# [Required task]
Which lines in the material below contain the string "black"? Collect every such line in full, counting uppercase and lowercase as different.

## Begin

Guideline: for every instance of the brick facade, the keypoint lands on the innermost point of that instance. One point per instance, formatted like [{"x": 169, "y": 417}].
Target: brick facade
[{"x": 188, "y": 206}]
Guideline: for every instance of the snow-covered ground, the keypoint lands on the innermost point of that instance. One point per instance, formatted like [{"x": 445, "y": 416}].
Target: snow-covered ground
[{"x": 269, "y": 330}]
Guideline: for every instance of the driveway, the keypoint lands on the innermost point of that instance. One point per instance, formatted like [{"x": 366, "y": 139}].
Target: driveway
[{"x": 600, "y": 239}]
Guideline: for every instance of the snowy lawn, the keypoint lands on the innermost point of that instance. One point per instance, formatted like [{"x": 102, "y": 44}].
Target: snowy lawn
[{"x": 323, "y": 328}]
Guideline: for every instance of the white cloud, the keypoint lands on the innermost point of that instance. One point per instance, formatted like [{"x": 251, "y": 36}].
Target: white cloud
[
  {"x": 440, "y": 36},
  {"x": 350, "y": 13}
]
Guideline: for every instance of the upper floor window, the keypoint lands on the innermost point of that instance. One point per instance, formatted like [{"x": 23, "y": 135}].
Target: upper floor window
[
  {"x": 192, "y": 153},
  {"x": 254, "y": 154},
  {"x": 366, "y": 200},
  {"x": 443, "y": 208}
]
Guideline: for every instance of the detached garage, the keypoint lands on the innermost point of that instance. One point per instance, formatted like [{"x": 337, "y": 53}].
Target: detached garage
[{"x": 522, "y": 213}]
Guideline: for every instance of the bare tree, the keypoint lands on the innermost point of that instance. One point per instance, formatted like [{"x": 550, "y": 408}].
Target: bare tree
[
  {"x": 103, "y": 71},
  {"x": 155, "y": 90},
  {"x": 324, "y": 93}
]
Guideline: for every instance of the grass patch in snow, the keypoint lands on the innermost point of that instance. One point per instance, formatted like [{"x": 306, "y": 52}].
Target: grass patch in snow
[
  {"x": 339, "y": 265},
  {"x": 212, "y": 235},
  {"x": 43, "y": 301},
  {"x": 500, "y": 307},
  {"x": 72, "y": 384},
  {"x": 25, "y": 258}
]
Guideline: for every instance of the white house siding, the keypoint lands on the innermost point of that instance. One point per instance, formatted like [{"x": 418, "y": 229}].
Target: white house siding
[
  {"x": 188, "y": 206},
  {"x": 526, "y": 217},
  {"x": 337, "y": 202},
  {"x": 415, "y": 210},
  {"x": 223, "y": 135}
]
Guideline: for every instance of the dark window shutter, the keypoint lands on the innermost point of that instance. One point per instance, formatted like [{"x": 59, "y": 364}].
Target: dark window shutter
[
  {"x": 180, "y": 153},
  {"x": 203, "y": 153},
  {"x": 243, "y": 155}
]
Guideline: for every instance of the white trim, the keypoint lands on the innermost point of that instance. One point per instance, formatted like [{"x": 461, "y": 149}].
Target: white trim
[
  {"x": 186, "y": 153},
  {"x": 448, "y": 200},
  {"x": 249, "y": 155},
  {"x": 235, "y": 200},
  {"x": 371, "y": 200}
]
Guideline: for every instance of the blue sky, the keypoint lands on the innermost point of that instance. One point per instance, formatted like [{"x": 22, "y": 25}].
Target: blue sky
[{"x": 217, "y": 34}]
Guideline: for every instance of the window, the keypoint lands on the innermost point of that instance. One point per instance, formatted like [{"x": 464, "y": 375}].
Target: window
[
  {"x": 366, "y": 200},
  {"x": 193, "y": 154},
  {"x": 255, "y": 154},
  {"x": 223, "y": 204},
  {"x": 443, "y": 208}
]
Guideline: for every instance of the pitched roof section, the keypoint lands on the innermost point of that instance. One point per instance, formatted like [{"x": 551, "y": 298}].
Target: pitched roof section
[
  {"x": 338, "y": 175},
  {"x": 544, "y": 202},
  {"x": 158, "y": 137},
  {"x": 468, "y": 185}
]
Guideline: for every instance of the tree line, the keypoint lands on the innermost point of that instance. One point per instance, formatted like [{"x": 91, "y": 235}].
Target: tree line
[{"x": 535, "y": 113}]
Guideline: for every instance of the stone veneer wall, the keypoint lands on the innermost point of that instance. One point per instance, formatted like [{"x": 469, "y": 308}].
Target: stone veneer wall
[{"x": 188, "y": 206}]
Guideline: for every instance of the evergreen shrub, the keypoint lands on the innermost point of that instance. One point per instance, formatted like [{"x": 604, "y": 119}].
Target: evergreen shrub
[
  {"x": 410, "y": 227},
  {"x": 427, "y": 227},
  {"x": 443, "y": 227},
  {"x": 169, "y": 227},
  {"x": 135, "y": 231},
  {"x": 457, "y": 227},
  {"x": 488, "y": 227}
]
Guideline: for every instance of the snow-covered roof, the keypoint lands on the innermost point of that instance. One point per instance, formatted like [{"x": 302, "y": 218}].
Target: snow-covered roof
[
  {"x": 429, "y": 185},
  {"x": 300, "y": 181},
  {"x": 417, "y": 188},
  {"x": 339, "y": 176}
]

## End
## Begin

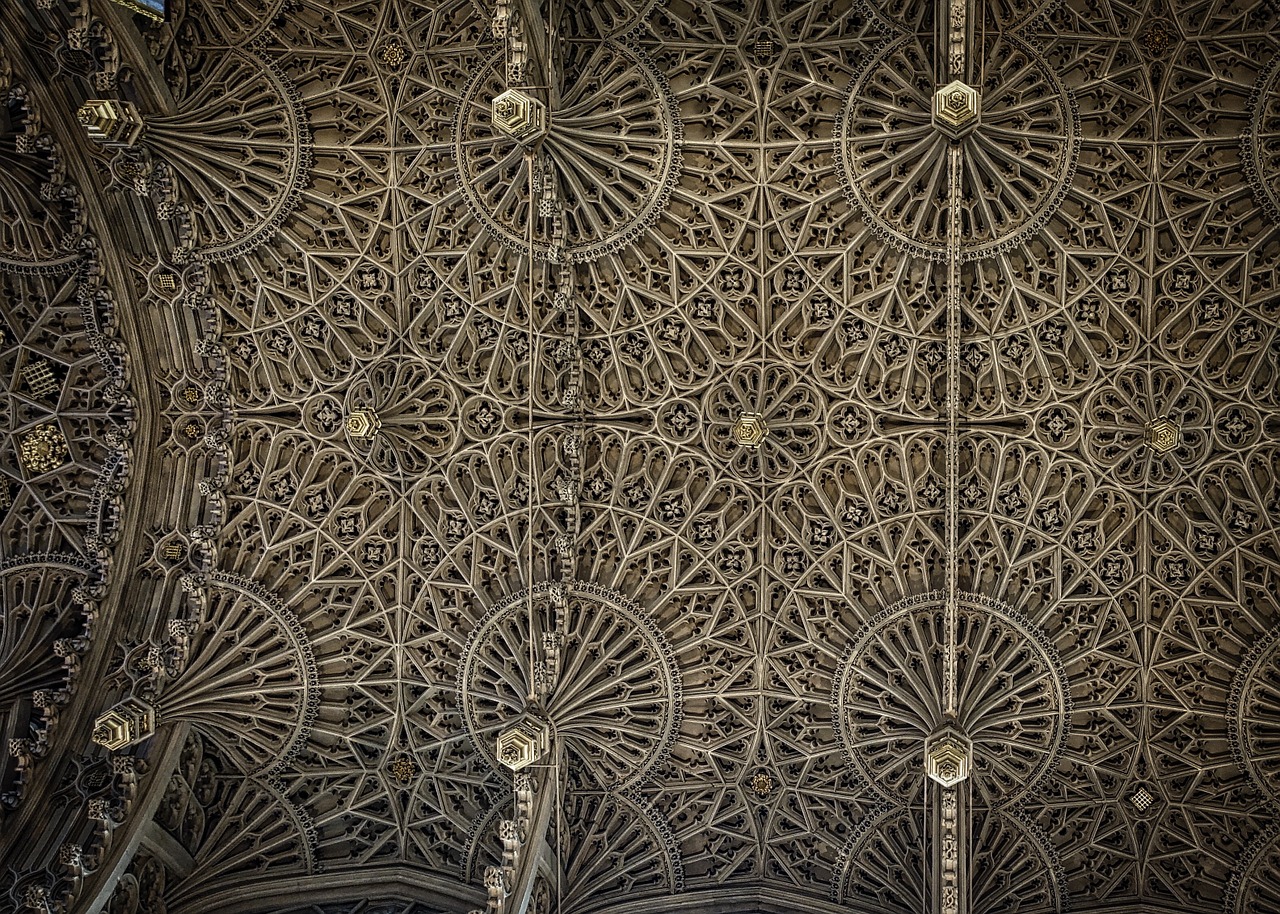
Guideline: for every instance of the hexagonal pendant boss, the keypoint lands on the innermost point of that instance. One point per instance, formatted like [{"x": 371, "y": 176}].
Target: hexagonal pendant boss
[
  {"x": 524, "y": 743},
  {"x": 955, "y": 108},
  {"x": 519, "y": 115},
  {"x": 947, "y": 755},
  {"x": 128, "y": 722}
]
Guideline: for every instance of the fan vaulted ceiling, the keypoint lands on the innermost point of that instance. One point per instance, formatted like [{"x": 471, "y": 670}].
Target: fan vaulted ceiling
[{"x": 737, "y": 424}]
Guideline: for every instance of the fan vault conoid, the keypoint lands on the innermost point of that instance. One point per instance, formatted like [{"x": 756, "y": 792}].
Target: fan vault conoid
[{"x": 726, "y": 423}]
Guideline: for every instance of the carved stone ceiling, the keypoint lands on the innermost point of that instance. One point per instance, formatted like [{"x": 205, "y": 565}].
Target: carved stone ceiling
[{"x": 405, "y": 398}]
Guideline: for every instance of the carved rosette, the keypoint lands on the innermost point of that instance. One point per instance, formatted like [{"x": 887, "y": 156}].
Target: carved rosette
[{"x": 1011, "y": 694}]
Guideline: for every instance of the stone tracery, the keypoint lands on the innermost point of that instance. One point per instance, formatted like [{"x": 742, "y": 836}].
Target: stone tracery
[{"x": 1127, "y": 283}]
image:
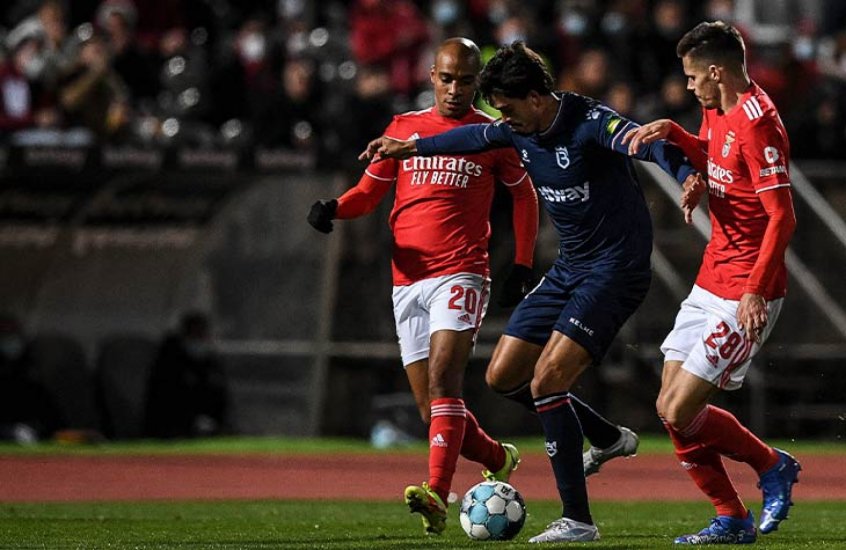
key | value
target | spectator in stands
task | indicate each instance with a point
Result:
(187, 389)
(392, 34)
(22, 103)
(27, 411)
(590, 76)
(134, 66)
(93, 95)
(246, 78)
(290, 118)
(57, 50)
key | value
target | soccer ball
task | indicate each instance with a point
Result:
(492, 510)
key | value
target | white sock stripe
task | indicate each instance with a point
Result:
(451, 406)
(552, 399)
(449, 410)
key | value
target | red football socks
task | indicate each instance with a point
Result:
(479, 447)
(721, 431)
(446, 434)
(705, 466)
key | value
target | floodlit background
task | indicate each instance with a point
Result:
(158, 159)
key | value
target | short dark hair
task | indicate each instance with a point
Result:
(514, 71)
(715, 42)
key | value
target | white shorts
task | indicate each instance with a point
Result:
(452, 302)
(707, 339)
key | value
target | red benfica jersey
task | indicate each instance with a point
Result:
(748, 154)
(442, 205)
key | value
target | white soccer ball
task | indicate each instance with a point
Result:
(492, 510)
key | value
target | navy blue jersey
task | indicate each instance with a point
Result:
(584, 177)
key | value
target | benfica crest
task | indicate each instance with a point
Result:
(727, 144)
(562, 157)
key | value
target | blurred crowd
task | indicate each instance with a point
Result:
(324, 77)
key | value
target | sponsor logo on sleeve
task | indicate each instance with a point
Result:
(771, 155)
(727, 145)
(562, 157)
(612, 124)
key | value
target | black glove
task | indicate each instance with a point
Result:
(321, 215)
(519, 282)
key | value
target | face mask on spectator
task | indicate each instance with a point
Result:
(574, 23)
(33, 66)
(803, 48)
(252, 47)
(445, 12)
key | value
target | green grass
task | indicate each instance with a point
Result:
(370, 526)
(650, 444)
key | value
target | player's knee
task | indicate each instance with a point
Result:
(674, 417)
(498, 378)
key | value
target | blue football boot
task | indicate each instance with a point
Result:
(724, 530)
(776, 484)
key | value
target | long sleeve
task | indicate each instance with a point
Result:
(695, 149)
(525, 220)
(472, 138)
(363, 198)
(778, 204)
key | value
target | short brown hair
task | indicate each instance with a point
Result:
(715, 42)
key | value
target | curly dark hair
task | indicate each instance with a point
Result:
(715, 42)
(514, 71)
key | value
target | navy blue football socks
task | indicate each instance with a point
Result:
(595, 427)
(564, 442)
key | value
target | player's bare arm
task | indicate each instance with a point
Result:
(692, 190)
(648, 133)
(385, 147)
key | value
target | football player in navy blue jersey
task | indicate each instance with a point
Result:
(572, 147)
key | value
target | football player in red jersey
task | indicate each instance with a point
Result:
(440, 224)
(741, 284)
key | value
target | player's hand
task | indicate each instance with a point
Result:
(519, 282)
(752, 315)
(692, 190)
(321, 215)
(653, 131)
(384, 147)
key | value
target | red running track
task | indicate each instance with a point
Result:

## End
## Begin

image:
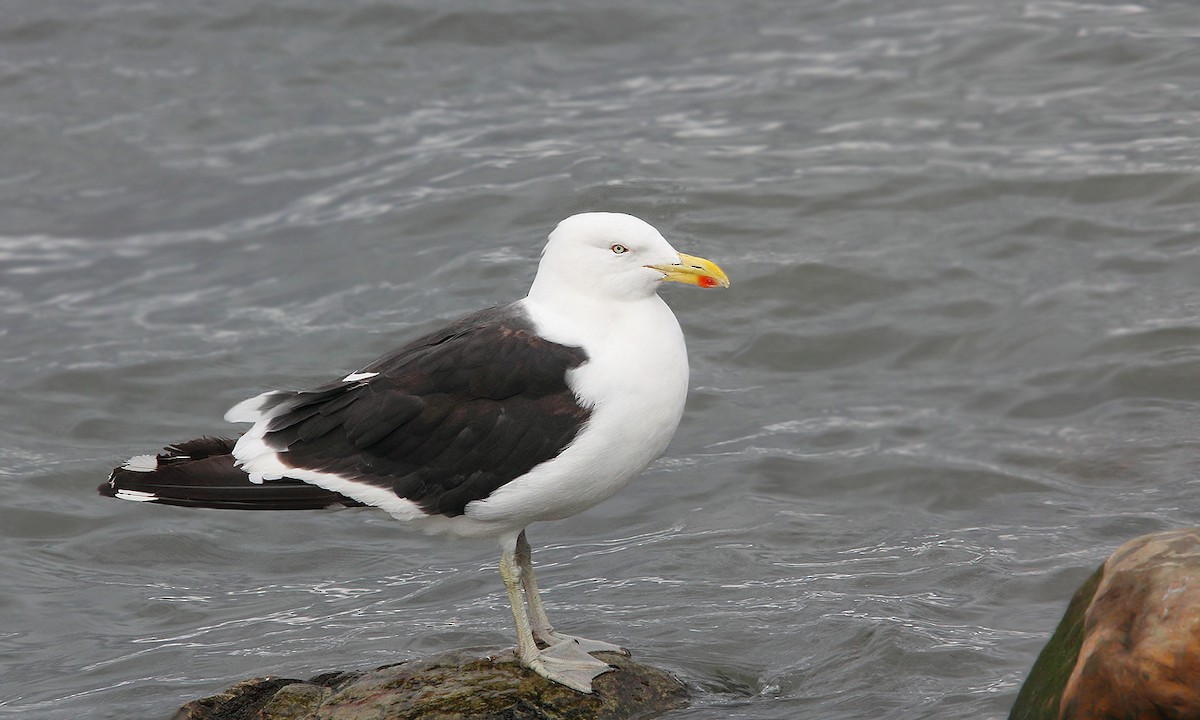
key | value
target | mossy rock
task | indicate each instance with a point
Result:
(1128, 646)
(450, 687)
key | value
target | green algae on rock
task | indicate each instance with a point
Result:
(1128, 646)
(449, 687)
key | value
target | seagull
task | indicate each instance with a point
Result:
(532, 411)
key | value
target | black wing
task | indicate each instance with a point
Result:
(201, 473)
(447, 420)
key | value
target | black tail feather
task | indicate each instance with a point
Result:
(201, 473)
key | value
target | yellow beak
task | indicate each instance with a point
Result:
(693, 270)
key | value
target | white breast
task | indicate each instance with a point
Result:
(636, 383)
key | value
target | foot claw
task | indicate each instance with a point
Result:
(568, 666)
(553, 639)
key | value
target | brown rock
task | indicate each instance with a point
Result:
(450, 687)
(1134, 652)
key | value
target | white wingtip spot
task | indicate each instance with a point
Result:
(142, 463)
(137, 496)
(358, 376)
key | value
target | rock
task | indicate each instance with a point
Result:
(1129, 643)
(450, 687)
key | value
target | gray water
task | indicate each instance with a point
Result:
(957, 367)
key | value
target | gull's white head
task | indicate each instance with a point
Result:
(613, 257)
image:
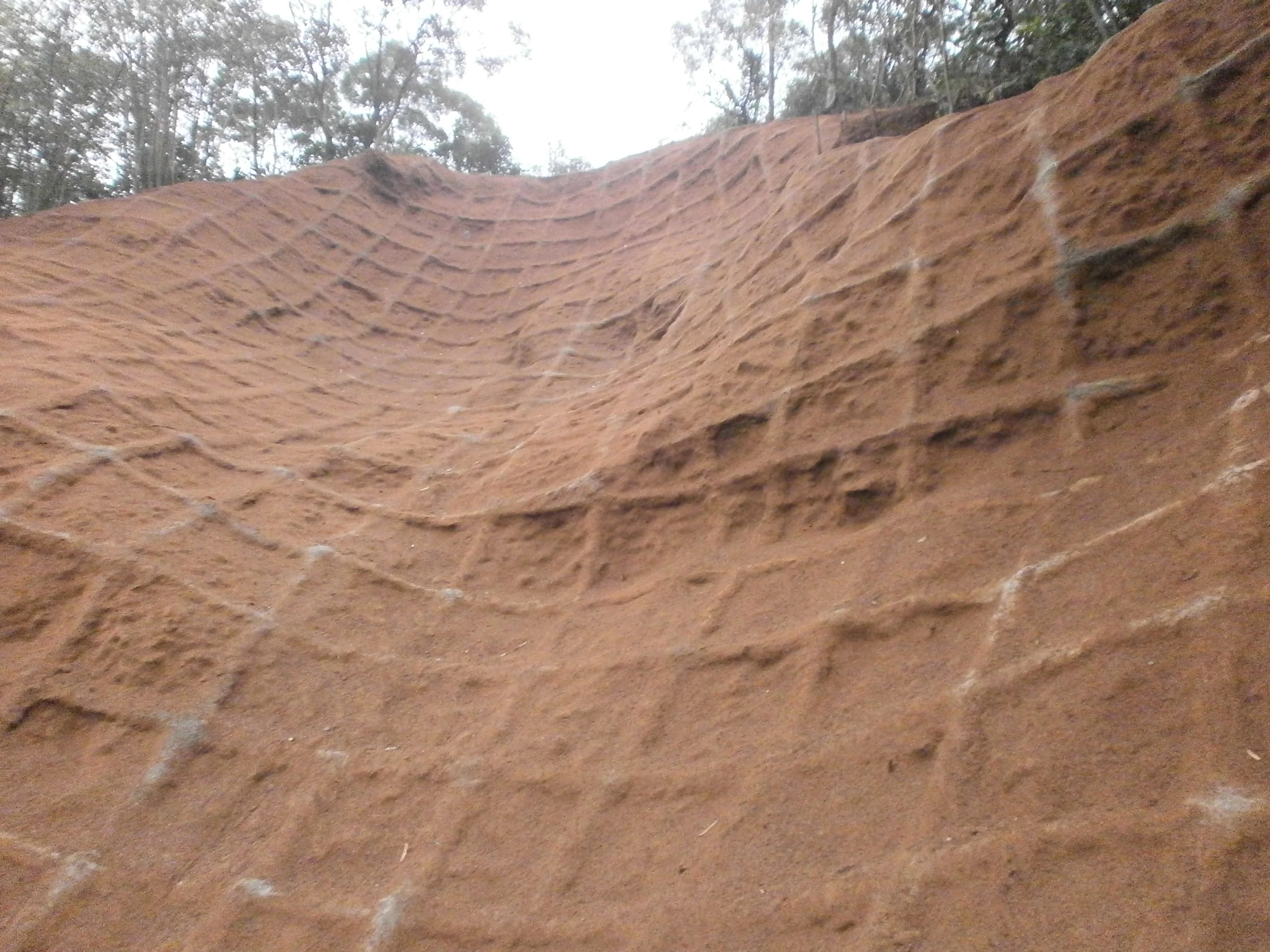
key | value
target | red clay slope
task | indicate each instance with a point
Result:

## End

# [Result below]
target | black glove
target | black wing
target | black tail feather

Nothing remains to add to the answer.